(Object detection data)
● ● ● ● ● ● ●

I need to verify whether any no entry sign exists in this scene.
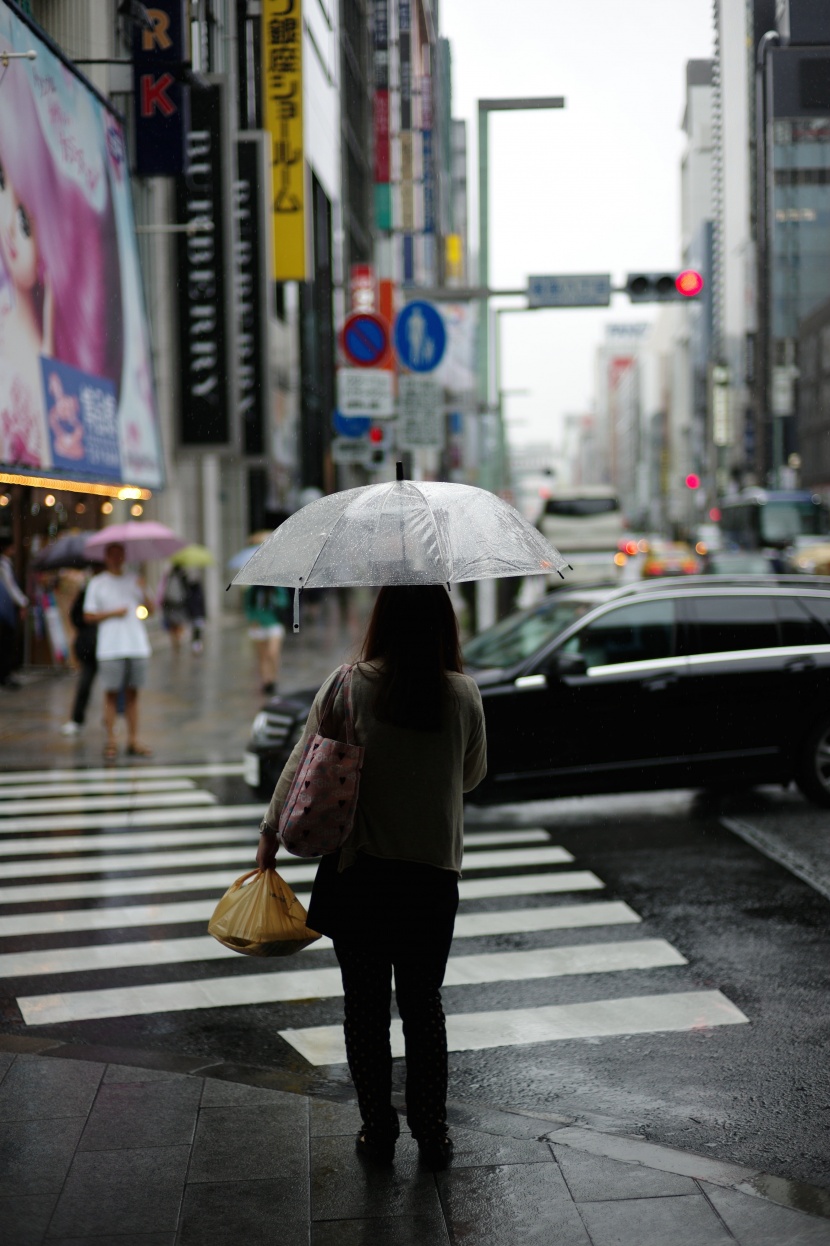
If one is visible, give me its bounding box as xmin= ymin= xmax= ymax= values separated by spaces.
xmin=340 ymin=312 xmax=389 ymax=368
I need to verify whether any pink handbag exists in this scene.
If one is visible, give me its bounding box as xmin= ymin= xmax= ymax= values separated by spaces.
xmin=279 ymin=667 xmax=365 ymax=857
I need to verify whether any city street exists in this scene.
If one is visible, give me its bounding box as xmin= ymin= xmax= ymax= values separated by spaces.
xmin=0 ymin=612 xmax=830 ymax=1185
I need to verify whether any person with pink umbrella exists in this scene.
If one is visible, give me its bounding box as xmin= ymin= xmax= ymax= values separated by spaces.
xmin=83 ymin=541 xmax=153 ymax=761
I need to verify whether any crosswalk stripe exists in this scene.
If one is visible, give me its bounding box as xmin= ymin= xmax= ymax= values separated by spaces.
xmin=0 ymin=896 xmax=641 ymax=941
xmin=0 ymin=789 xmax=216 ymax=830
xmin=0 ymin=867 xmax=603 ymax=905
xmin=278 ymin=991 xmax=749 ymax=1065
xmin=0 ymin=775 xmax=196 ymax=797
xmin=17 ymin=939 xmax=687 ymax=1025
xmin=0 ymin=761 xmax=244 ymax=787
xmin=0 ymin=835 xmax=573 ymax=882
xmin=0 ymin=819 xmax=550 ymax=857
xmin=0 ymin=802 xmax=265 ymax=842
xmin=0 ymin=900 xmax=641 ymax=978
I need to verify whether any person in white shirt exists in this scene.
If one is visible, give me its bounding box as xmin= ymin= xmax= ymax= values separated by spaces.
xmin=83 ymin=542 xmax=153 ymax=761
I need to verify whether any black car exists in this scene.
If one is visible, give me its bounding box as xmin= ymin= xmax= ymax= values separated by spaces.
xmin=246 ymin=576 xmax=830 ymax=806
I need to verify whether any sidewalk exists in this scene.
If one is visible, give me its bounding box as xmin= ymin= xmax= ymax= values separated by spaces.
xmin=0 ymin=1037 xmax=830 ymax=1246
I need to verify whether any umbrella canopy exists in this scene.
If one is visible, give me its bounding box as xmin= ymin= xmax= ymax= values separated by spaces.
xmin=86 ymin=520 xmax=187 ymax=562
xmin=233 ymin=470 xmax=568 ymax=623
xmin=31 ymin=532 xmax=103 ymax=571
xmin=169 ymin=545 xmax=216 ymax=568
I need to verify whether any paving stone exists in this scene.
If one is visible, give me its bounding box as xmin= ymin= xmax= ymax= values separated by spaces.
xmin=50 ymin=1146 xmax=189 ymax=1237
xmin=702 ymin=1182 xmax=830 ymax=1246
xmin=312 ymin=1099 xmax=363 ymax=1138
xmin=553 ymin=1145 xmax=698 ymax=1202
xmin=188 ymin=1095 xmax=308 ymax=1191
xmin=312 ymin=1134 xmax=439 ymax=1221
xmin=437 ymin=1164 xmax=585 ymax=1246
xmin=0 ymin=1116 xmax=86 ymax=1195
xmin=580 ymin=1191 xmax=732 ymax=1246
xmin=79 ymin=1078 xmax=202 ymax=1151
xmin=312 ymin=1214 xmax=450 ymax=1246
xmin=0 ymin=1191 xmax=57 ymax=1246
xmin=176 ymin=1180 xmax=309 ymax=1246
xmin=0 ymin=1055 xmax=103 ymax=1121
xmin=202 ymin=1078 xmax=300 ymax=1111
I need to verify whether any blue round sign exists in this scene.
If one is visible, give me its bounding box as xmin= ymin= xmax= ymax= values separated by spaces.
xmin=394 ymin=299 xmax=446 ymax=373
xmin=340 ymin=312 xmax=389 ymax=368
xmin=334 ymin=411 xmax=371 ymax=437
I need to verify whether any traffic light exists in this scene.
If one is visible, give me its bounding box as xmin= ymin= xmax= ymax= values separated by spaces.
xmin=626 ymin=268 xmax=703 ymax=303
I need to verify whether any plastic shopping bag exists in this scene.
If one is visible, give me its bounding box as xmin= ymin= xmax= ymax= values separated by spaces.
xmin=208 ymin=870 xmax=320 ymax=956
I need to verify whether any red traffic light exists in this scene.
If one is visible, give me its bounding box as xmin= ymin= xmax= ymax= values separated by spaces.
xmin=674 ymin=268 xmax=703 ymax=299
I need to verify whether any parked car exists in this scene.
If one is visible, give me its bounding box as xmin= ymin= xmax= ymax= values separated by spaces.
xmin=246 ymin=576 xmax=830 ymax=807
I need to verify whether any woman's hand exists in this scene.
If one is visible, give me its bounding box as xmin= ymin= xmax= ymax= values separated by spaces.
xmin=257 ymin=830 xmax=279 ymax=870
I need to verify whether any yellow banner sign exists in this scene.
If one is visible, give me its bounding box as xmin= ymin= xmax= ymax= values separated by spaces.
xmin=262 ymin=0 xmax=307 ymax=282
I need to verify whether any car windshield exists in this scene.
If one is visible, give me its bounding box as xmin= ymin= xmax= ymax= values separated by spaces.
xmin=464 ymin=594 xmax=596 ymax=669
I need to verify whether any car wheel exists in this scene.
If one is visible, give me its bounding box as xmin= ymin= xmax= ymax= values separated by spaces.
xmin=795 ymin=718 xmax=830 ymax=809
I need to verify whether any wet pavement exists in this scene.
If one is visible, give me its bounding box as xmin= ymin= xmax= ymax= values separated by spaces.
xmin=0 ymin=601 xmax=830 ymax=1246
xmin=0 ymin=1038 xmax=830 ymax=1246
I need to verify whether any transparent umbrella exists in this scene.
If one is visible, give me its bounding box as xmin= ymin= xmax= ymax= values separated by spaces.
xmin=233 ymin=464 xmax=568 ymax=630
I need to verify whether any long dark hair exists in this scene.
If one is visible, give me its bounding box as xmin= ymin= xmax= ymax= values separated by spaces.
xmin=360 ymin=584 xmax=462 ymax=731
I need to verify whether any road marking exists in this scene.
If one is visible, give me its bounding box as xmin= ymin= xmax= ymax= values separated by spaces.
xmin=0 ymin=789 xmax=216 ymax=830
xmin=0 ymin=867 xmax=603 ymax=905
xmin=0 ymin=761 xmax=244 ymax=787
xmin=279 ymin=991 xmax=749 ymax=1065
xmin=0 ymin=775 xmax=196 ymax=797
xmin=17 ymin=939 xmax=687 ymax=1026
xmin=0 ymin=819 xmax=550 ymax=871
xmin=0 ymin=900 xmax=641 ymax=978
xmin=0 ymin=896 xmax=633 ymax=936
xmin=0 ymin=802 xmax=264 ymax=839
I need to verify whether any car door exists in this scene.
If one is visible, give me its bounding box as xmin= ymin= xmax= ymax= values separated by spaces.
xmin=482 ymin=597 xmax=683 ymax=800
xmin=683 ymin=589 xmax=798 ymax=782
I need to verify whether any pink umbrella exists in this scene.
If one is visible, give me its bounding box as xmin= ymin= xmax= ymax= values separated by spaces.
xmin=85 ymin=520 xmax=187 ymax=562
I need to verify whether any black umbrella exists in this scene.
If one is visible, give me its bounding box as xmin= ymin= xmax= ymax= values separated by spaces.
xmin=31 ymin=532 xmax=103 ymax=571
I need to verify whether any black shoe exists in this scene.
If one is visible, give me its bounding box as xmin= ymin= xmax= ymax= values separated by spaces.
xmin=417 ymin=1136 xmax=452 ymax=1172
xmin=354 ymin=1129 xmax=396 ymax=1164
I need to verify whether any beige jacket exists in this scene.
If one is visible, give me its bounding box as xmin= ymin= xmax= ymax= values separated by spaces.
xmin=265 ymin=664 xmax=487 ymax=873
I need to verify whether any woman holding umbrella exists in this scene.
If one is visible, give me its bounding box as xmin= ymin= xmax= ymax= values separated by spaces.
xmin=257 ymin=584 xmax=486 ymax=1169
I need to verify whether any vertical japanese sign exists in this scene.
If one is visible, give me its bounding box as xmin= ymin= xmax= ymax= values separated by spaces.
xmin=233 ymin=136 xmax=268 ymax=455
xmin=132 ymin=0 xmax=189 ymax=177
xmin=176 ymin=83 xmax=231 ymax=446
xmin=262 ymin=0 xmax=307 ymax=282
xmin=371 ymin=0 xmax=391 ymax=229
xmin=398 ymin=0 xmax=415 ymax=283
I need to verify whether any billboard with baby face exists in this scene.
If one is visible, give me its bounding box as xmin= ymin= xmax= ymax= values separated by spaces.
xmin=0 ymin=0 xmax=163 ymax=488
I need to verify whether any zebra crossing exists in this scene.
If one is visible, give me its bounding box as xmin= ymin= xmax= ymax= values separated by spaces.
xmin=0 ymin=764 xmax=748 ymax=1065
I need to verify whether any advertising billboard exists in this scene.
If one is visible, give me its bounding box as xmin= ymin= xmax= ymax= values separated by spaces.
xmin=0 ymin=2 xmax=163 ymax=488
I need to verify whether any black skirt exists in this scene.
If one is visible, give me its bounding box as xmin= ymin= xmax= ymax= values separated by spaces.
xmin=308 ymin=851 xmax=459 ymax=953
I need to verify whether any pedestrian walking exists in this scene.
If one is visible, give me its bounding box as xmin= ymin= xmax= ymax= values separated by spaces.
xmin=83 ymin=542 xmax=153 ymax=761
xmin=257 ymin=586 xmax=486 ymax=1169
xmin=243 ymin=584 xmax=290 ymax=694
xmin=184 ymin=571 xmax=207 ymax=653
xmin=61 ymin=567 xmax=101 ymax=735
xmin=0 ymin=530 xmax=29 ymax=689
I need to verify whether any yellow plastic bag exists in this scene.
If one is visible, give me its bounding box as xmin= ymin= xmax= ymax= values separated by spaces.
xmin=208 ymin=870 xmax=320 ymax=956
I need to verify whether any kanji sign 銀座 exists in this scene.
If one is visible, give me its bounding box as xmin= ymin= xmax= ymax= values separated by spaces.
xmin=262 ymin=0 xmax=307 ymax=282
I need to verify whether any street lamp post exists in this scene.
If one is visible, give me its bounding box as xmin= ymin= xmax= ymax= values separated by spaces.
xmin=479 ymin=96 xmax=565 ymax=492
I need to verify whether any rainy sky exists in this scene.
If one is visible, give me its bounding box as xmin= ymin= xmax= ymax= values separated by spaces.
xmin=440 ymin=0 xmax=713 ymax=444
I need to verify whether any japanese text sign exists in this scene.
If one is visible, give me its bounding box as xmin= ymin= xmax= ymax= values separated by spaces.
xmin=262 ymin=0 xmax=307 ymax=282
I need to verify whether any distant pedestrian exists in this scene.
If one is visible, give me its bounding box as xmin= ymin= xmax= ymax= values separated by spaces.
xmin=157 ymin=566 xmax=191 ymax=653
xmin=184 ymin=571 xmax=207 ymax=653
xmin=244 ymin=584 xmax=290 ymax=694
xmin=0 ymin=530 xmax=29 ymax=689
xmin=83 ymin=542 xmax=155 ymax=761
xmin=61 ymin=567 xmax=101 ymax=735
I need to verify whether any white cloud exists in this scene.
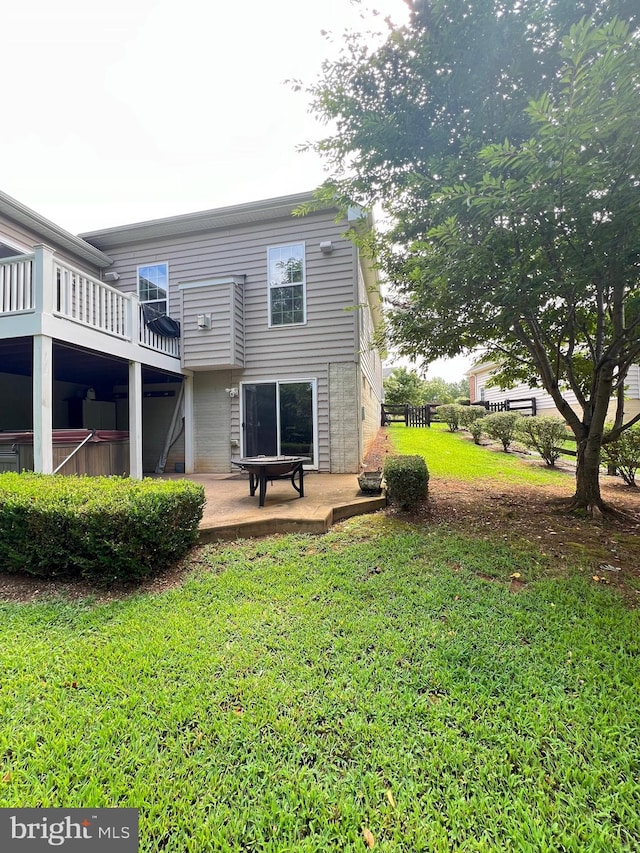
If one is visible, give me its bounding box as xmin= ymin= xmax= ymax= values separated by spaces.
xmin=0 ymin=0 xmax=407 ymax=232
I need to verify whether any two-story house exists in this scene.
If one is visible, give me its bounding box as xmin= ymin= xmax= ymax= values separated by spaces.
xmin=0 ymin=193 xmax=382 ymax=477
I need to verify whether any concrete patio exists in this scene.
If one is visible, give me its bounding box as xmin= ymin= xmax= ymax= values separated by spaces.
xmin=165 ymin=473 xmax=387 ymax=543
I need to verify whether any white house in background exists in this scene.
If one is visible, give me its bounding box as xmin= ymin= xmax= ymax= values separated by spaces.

● ● ● ● ● ● ●

## Aim
Reproduce verbatim the stretch of the records from the line containing "I need to verify whether any beige" through the line containing "xmin=308 ymin=851 xmax=459 ymax=953".

## Exercise answer
I need to verify whether any beige jacket exists in this scene.
If one is visible, give me its bounding box as xmin= ymin= xmax= ymax= values separated by spaces.
xmin=265 ymin=664 xmax=487 ymax=873
I need to verify whether any woman holding umbrella exists in this scene.
If one is visible, give me its bounding box as xmin= ymin= xmax= ymax= values separated by spaces.
xmin=257 ymin=584 xmax=486 ymax=1169
I need to verify whether any vertical japanese sign exists in this scene.
If one is visible, give me its bounding box as xmin= ymin= xmax= ymax= values separated by spaces.
xmin=233 ymin=136 xmax=268 ymax=455
xmin=132 ymin=0 xmax=189 ymax=177
xmin=176 ymin=83 xmax=231 ymax=446
xmin=262 ymin=0 xmax=307 ymax=282
xmin=371 ymin=0 xmax=391 ymax=229
xmin=398 ymin=0 xmax=415 ymax=283
I need to verify whether any billboard with baby face exists in this scene.
If one is visible, give me its bounding box as xmin= ymin= xmax= ymax= values separated by spaces.
xmin=0 ymin=0 xmax=163 ymax=488
I need to verify whether any zebra crossing exists in this scene.
If one is visible, give me its bounding box as xmin= ymin= xmax= ymax= values separated by spaces.
xmin=0 ymin=764 xmax=748 ymax=1065
I need to verify whether any advertising billboard exists in this scene.
If one is visible, give me its bounding box as xmin= ymin= xmax= ymax= values separated by spaces.
xmin=0 ymin=2 xmax=163 ymax=488
I need to verify whether any black skirt exists in this scene.
If one is visible, give me its bounding box as xmin= ymin= xmax= ymax= values separated by spaces.
xmin=308 ymin=851 xmax=459 ymax=953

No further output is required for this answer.